La révolution copernicienne a détrôné la Terre du centre de l’Univers pour y mettre le Soleil. Notre vision actuelle de l’Univers, avec un Soleil en périphérie de notre galaxie, est le fruit d’une deuxième révolution « copernicienne ». Elle a eu lieu il y a un siècle et fut marquée par le « grand débat » du 26 avril 1920. Elle a ouvert la voie à une décennie prodigieuse en termes de découvertes astronomiques. Et marque un basculement dans notre représentation de l’Univers.
Mise au point sur une controverse scientifique
Sur invitation de Georges Hale, figure emblématique de l’astronomie du début du 20e siècle alors directeur des observatoires de Yerkes et du Mont Wilson, deux astronomes américains sont conviés à confronter leurs points de vue sur la nature et la distance de ce qui est à l’époque appelé les « nébuleuses » (lesquelles sont en réalité des galaxies situées à l’extérieur de la Voie lactée). Les deux protagonistes se nomment Heber Curtis, spécialiste des nébuleuses spirales et des novae et Harlow Shapley, expert des amas globulaires.
Lors de ce grand débat, mené au Musée national d’histoire naturelle des Etats-Unis, deux conceptions de l’Univers s’y affrontent, chacune en rupture avec la théorie alors communément acceptée. « Ce fut l’occasion de faire une mise au point sur une controverse et de cristalliser les problèmes astronomiques de l’époque. Ce fut le point de départ d’une décennie charnière », explique Dre Yaël Nazé, chercheuse FNRS et astrophysicienne à l’ULiège.
Hubble démontre l’existence d’objets extragalactiques
En effet, dans la décennie qui suivit, tous les problèmes mis à jour lors du grand débat ont été résolus. « En 1924, Edwin Hubble utilise la calibration de Shapley pour déterminer la distance de plusieurs spirales. Le résultat est si grand que la conclusion est inévitable : il s’agit bien d’autres galaxies », poursuit-elle.

* _Extraits de données_:
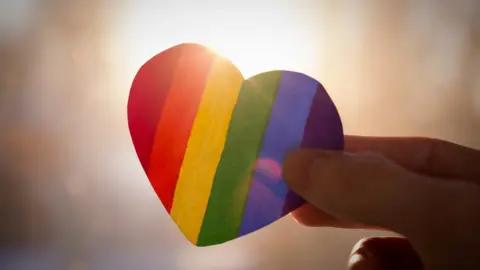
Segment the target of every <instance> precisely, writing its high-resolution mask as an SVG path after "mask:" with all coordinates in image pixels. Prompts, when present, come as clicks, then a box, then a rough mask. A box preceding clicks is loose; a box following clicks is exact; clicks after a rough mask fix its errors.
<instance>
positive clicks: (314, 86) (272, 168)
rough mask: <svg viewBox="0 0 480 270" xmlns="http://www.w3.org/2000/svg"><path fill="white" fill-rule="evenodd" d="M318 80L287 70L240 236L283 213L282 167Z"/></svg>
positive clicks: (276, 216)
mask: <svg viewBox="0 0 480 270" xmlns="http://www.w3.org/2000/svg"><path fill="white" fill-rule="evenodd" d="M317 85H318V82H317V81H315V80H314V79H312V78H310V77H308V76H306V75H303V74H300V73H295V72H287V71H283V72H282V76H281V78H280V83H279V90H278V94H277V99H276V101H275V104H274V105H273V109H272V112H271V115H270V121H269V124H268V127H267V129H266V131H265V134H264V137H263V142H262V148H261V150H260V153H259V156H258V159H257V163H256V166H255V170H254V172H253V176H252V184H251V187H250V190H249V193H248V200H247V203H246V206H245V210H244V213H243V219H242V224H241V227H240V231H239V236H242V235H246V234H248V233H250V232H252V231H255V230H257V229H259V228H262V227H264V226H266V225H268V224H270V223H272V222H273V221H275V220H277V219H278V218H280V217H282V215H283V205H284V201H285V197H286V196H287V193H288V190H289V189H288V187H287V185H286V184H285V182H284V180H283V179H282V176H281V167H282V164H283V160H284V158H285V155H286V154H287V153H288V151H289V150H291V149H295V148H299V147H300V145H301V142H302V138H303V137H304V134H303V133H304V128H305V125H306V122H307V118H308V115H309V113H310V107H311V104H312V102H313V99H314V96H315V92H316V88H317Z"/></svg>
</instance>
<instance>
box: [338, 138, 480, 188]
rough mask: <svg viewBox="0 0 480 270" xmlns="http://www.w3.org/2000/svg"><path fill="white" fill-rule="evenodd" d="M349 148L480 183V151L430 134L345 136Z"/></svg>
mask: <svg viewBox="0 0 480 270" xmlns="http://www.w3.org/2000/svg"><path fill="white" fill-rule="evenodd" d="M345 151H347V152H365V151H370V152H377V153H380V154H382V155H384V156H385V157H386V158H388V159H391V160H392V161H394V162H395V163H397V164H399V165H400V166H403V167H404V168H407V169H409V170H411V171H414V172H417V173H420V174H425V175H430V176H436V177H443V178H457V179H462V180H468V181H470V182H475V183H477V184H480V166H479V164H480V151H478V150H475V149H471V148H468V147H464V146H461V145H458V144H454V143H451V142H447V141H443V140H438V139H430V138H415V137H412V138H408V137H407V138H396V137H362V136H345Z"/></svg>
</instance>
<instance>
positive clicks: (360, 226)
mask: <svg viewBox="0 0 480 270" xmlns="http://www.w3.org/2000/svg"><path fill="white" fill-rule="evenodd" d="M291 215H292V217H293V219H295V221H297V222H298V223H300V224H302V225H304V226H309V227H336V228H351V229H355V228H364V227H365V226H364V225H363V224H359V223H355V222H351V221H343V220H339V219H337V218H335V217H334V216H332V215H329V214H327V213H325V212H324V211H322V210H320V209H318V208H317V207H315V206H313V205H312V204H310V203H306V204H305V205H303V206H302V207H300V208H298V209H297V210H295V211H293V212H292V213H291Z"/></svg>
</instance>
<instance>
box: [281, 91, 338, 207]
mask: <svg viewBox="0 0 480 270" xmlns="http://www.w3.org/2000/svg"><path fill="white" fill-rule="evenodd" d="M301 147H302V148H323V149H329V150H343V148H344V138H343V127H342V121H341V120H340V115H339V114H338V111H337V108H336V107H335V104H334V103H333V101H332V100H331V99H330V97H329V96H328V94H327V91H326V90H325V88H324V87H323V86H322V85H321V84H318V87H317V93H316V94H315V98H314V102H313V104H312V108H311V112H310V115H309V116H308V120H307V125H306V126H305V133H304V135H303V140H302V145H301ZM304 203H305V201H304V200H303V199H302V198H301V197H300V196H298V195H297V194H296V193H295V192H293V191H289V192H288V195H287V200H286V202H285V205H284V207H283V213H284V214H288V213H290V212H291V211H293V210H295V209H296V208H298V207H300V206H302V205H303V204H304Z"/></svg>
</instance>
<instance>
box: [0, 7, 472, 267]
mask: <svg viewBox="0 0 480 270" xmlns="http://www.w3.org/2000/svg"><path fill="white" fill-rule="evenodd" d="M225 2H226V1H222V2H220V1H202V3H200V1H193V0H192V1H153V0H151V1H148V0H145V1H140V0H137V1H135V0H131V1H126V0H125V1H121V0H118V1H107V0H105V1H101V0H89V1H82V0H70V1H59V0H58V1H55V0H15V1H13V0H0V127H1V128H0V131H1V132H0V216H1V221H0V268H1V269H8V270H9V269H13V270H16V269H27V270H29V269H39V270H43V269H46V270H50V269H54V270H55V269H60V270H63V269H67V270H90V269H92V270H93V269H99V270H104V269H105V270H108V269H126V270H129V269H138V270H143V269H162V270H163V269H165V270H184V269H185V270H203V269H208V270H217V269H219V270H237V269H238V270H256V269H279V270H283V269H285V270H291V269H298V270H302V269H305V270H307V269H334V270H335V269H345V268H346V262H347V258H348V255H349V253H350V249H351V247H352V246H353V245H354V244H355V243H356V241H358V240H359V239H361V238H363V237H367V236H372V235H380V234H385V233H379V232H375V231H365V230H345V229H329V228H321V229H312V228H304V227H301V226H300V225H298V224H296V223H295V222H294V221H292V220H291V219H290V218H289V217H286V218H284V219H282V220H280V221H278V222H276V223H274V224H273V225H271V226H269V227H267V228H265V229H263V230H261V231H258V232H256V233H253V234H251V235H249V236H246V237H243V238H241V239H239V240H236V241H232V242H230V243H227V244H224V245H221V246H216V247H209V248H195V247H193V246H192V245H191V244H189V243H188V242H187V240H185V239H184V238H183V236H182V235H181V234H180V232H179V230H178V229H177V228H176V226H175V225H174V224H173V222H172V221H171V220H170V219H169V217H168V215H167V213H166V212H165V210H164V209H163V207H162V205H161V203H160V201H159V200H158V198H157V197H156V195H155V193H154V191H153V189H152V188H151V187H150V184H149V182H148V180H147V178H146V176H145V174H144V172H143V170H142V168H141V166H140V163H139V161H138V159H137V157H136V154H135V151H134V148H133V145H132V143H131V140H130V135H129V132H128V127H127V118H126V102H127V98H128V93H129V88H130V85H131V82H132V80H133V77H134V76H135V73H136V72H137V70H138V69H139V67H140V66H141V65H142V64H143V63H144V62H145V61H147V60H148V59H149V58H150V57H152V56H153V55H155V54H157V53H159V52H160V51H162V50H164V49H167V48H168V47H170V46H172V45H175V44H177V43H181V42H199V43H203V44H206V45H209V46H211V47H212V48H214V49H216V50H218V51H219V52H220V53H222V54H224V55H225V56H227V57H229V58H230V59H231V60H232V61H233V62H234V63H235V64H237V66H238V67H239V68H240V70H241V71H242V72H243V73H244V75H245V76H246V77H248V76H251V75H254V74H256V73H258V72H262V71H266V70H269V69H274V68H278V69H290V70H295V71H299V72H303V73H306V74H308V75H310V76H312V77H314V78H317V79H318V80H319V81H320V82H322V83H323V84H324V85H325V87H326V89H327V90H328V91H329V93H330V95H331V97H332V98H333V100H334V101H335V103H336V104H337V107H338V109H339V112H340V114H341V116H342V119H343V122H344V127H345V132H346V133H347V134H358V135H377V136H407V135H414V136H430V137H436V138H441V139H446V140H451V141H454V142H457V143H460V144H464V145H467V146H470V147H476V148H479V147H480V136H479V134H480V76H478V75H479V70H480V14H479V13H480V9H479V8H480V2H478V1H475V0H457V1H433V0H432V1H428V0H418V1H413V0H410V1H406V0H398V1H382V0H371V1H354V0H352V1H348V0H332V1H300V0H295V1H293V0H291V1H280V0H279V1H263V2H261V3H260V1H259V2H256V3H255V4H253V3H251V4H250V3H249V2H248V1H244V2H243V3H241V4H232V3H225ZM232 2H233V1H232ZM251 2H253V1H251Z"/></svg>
* * *
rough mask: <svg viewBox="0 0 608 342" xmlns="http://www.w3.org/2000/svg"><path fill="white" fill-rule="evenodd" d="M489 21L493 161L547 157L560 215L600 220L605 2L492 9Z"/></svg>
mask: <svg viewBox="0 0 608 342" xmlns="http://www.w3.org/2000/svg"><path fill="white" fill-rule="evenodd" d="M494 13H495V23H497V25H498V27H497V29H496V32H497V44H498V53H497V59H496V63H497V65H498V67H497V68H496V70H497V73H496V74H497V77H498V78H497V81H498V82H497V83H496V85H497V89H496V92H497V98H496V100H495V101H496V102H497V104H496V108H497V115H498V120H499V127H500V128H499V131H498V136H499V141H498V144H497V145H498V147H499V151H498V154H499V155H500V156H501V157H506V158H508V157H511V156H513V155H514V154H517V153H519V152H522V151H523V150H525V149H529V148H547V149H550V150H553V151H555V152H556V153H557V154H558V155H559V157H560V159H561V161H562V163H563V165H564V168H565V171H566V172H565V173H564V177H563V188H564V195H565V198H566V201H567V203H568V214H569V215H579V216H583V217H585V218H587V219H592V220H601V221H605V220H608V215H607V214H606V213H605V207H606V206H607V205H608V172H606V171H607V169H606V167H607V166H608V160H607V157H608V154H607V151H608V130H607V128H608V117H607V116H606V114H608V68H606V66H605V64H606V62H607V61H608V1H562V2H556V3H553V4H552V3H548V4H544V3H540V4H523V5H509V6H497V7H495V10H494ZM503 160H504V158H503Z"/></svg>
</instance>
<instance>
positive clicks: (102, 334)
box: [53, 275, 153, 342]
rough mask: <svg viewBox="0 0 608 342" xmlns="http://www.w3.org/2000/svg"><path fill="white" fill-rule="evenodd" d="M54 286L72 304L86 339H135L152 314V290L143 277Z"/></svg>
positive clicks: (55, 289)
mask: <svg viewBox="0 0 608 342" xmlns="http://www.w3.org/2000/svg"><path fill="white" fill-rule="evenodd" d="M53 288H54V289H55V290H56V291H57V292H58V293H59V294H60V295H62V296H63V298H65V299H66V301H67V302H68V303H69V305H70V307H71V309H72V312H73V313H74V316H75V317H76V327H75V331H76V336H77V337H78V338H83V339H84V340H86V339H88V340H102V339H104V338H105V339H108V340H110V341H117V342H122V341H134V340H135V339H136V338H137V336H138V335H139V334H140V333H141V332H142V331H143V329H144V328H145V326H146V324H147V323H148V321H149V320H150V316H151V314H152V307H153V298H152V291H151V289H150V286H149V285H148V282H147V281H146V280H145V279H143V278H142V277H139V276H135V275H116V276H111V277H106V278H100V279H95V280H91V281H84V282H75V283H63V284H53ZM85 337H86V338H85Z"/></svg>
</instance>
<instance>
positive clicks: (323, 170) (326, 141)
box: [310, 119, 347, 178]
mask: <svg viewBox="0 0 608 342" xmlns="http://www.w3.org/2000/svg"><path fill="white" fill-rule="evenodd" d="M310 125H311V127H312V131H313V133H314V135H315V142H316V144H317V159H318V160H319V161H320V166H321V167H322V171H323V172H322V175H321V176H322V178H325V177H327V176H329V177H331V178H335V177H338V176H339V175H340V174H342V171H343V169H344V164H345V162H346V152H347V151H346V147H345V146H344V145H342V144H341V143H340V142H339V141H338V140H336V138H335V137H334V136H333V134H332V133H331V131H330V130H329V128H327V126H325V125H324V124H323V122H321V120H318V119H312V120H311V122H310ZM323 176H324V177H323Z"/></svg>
--
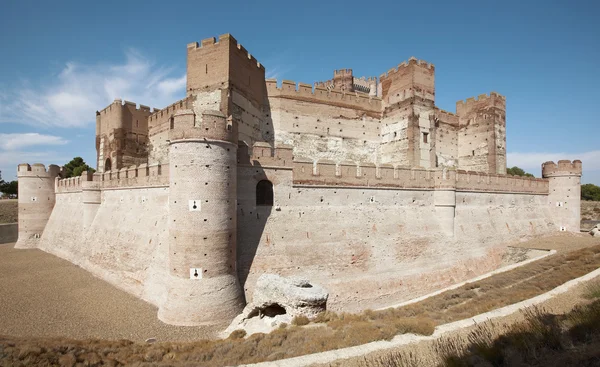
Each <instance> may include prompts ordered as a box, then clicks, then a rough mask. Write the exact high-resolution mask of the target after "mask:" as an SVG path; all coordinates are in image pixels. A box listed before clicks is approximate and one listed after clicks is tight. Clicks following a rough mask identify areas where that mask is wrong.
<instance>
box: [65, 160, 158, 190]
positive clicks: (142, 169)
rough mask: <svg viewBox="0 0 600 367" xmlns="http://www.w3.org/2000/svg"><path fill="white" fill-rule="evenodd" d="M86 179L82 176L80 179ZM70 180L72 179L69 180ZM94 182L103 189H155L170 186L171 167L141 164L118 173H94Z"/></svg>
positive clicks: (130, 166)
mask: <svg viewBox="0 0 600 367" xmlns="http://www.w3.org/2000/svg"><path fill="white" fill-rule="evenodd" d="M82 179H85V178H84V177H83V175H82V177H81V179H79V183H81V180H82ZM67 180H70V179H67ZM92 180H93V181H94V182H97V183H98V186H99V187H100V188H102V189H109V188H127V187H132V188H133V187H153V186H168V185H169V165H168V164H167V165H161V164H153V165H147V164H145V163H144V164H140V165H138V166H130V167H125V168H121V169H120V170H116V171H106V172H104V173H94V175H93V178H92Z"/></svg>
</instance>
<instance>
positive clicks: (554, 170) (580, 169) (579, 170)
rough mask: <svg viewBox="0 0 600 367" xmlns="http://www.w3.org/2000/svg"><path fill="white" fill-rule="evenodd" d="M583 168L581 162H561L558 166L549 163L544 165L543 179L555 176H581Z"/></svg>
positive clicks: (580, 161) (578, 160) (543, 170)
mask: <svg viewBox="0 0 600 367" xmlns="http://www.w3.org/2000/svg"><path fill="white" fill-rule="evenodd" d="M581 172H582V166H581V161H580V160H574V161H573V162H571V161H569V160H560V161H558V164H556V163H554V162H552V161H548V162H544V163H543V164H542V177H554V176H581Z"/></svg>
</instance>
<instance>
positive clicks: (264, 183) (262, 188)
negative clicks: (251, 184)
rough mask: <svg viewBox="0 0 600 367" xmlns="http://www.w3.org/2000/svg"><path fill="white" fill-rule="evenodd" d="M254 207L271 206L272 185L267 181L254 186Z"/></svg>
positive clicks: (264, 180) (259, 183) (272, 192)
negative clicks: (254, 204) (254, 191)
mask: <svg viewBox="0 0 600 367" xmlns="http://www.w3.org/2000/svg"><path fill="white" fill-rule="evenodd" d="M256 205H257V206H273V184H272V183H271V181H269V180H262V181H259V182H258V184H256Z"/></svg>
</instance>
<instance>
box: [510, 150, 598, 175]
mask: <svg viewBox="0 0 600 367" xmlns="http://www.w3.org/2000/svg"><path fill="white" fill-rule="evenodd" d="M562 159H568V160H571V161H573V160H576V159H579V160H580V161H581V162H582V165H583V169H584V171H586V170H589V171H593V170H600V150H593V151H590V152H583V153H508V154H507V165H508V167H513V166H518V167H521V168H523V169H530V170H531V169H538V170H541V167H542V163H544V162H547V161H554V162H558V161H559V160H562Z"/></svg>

* _À faire_: Recopiez mot pour mot, dans le texte sur le grand débat astronomique de 1920, tout ce qui va de « La révolution copernicienne » jusqu’à « représentation de l’Univers. ». Les enregistrements n’ont aucun lien avec le texte.

* _Corrigé_:
La révolution copernicienne a détrôné la Terre du centre de l’Univers pour y mettre le Soleil. Notre vision actuelle de l’Univers, avec un Soleil en périphérie de notre galaxie, est le fruit d’une deuxième révolution « copernicienne ». Elle a eu lieu il y a un siècle et fut marquée par le « grand débat » du 26 avril 1920. Elle a ouvert la voie à une décennie prodigieuse en termes de découvertes astronomiques. Et marque un basculement dans notre représentation de l’Univers.